>> start GIVEN DATA
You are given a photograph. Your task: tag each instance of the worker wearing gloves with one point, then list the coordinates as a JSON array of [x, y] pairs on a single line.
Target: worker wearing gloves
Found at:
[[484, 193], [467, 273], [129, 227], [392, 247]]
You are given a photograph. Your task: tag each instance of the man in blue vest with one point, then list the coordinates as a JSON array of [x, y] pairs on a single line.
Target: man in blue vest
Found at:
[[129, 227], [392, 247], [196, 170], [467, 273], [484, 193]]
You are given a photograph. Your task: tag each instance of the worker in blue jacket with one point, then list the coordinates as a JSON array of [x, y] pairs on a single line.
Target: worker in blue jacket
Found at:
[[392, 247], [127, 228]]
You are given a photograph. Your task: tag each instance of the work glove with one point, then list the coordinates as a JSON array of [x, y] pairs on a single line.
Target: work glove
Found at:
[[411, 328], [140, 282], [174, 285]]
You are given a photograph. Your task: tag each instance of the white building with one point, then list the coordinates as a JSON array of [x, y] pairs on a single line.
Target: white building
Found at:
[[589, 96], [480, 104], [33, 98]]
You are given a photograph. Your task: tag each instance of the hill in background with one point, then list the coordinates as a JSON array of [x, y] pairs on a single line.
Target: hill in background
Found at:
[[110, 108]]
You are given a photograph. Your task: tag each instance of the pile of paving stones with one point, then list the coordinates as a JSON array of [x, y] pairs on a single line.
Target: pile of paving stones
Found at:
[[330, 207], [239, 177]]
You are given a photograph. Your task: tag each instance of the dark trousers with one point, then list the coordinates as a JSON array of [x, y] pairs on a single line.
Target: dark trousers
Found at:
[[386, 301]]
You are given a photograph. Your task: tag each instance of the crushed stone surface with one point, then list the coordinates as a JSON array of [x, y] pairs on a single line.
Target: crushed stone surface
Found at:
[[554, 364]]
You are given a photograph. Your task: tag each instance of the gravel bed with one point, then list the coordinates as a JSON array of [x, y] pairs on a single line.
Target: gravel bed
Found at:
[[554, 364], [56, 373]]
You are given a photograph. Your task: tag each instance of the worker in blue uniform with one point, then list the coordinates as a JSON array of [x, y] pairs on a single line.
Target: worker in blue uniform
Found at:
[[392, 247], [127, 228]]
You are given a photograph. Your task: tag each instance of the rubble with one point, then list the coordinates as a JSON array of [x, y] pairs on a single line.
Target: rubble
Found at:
>> end GIVEN DATA
# [TASK DIRECTIONS]
Update every item above by changing each "Found at" to "Located at" and keeping all other text the same.

# [TASK OUTPUT]
You are given a photograph. Your task: tag each instance of the worker wearing gloves with one point, then list the coordinates as a JSON array of [x, y] pairs on a single line.
Target: worker wearing gloves
Located at:
[[484, 193], [467, 273], [129, 227], [392, 247]]
You are given a photograph. Your task: tag each instance of the man in blue vest with one point, then list the coordinates as a JSON array of [x, y] pairs on a single line.
Target: man in blue vest
Located at:
[[129, 227], [392, 247], [196, 170], [467, 273], [484, 193]]
You are given a photograph. Your task: tag each instance of the worker in blue jacket with one point, then list the coordinates as a JSON array of [x, y] pairs on a single line.
Target: worker in blue jacket
Located at:
[[392, 247], [127, 228]]
You are given a photograph. Your task: tag each instance of the work glove with one point, then list the coordinates as a JSON array of [x, y] pairs on a single line.
Target: work glove
Located at:
[[411, 328], [140, 282], [174, 285]]
You are given a photograph. Your task: tag each instance of the white building with one point, then list the coordinates as a JSON array of [x, y] pairs on a single line.
Target: white building
Located at:
[[589, 96], [480, 104], [33, 98]]
You are given a photograph. Your task: tag each instance of the hill in background with one point, then list the coordinates as a JSON array of [x, y] pairs on a single line.
Target: hill in background
Located at:
[[110, 108]]
You are given a photograph. Your task: tag each instance of the pile of paving stones with one point, then list the coordinates as a JSON array of [x, y] pairs on a single line.
Target: pile of paving stones
Located at:
[[330, 207], [239, 177]]
You are given a photograph. Your task: tag each instance of the dark trousers with one point, then list the coordinates as a JSON array of [x, y] pairs on a single line.
Target: dark trousers
Located at:
[[386, 301]]
You are given a photograph. Your task: tag each instance of the crushed stone surface with one point, then list the coordinates as a JSON array of [x, y] pairs on a single line.
Target: crushed stone surface
Located at:
[[554, 364]]
You are given a photograph. Your task: tag each instance of the gravel bed with one point, then list the coordinates as a JSON array of [x, y] pairs on a single line.
Target: gravel bed
Located at:
[[554, 364], [56, 373]]
You are given a photograph. Your task: tag each instance of the worker in blue uniform with one point, then list the coordinates as a JSON array of [x, y] pairs on a single line.
Target: worker in blue uniform
Located at:
[[392, 247], [127, 228]]
You are given a photograph. Your task: tag each instance of the rubble with one point, then list the coordinates as a JSON array of [x, y] pairs on a single line.
Target: rubble
Located at:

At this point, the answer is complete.